*SET EXERCISE*
Collect every line of the items below that contains the word "instance", treating uppercase and lowercase as different.

*SOURCE RECORDS*
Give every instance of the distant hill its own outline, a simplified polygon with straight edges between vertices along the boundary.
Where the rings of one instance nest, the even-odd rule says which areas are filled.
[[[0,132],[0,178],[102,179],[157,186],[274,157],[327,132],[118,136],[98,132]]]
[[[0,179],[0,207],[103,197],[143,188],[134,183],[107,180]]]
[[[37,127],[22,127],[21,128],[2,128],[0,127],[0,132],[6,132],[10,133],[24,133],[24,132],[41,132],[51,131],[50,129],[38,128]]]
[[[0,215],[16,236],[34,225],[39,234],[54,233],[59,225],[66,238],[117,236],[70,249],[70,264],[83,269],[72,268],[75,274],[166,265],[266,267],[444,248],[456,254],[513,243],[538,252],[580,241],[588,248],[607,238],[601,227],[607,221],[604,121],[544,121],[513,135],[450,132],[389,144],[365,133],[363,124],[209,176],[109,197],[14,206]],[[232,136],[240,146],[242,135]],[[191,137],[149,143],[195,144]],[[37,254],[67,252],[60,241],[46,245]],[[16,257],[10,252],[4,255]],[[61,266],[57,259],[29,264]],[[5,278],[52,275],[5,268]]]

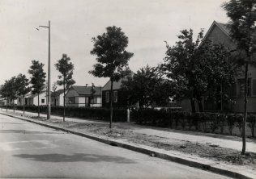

*SOLVED PROBLEM*
Give every instance of the distant hill its own outline, a simplified polygon with straight edges between vertices along the boundary.
Where the rings of one instance nest, the even-odd rule says which areas are filled.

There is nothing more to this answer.